*** Testo estratto ***

L’abbiamo detto tante volte, ormai la connessione globale, continua, è la norma, per tutti. 
L’eccezione è quando non si dispone di accesso alla rete, semmai. E’ un caso che è sempre più improbabile, sempre meno gestibile (ovvero accettabile, per il senso comune), via via che il tempo passa. Non vi annoierò raccontandovi di come era prima, prima che ci fosse Internet, e poi delle connessioni a consumo, quando si stava collegati appena pochi minuti e il contatore girava, e tutte queste cose qui.
No, oggi vado a vedere come reagiamo, come reagiscono i nostri strumenti di elezione – i browser – quando si trovano di fronte l’imbarazzante ed improbabile evento di non avere connessione alla Grande Rete Universale. 

Non è una indagine con velleità di completezza. Nemmeno, che voglia dimostrare qualcosa. Giusto una curiosità, tanto per vedere. 
Ecco come reagisce Chrome, ad esempio, se si è improvvidamente fuori rete.

***

• Compiti ed esercizi:
1. Rispondi a queste domande sul testo sui browser offline, una per riga:
(a) Che cosa è ormai la norma per tutti?
(b) Quali strumenti vengono chiamati "strumenti di elezione"?
(c) Quale browser viene preso come esempio nell'ultima frase?
2. Elenca tutte le cose del passato che il testo sui browser offline dichiara di non voler raccontare.
3. Prosegui il testo sui browser offline a partire dalla sua ultima frase.
Le righe qui sotto sono materiale separato dal testo sui browser offline.

*** Dati raccolti ***

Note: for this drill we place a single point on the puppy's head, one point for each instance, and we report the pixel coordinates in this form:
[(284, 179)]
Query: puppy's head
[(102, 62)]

***

• Risultati in ordine:
1.
(a) La connessione globale e continua.
(b) I browser.
(c) Chrome.

2.
- Com'era prima che ci fosse Internet
- Le connessioni a consumo
- Quando si stava collegati appena pochi minuti
- Quando il contatore girava

3.
Il tono è parecchio sobrio, ti informa che niente, non puoi navigare. Vedi un po’ tu, allora, di risolvere la questione, perché così è francamente intollerabile: il dinosauro lì mostrato, unico accenno ad un approccio un po’ ilare del problema, ti fa capire che sì, ecco, giusto i dinosauri, loro non avevano Internet, e non c’è nessuna necessità ed utilità di stare senza rete. Tra l’altro, senza rete Google ci perde, perché non passa la pubblicità, insieme ai siti. E’ il caso, dunque, di rimanere all’epoca dei dinosauri? Dài, spicciati a risolvere il problema. Ritorna online, ritorna fruitore. Non ci far spazientire.
Vediamo ora come reagisce Firefox
Anche esso molto sobrio, anzi di più: non compare nemmeno un dinosauro (per dire). Ma alcune informazioni ti aiutano a capire se è un errore umano oppure di qualche altro tipo. Sembra sotto sotto, comunque, che ci sia un po’ di speranza, un po’ più di speranza rispetto alla desolazione di Chrome offline, tutto sommato (secondo me Chrome soffre ad essere offline). Cioè, il problema esiste, siamo d’accordo, ma forse si può ancora fare qualcosa. Già Impossibile contattare il server, fateci caso, è meno disperatamente drastico di Connessione Internet assente. 
Le parole non sono a caso; le parole sono importanti. 

Per me la cosa più bella però è la reazione di Edge, il nuovo browser di casa Microsoft. 
Diciamolo: è l’unico che cerca di rianimarti un poco. Intanto ti fa capire che tu esisti. Che non sei un granellino insignificante di fronte alla preponderanza e alla pervasività del Sistema Mondiale Globalizzato (cioè Internet). Ora, guardiamo la cosa con calma. Prendiamolo sul serio. Ti dice “Non sei connesso” e questa informazione, ovvio, te la deve dire. E’ la realtà dei fatti, baby, piaccia o non piaccia è così.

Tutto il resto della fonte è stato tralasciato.